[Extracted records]
════════

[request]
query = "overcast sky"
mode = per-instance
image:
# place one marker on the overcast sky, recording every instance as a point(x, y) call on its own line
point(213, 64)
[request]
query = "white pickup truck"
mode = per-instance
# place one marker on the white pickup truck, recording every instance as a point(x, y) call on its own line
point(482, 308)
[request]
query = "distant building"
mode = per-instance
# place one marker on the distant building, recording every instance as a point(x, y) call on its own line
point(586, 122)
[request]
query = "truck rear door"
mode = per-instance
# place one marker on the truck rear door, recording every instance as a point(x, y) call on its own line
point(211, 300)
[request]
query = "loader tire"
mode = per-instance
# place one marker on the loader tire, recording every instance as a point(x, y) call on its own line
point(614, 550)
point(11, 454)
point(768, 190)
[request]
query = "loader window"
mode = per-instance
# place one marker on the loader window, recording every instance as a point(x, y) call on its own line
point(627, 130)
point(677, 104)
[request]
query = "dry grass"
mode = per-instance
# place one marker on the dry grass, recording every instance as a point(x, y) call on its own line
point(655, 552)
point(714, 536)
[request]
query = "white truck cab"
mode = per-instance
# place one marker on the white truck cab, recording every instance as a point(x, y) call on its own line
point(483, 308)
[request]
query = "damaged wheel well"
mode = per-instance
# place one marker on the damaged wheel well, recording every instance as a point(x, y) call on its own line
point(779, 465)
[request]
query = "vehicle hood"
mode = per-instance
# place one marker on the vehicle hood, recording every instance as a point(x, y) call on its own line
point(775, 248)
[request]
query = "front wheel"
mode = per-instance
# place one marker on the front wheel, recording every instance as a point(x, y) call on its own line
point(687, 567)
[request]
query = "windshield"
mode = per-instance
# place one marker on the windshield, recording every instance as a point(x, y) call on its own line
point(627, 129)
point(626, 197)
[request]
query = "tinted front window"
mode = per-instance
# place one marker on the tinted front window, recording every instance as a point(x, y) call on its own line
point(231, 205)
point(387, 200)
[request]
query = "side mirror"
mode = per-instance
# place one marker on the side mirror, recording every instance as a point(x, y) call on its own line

════════

## STATED EXERCISE
Reproduce verbatim the portion of the material that opens with its first line and closes with the line containing "point(213, 64)", including both of those lines.

## TASK RESULT
[request]
query = "overcast sky"
mode = per-instance
image:
# place one marker on the overcast sky, recording every instance as a point(x, y) call on its own line
point(213, 64)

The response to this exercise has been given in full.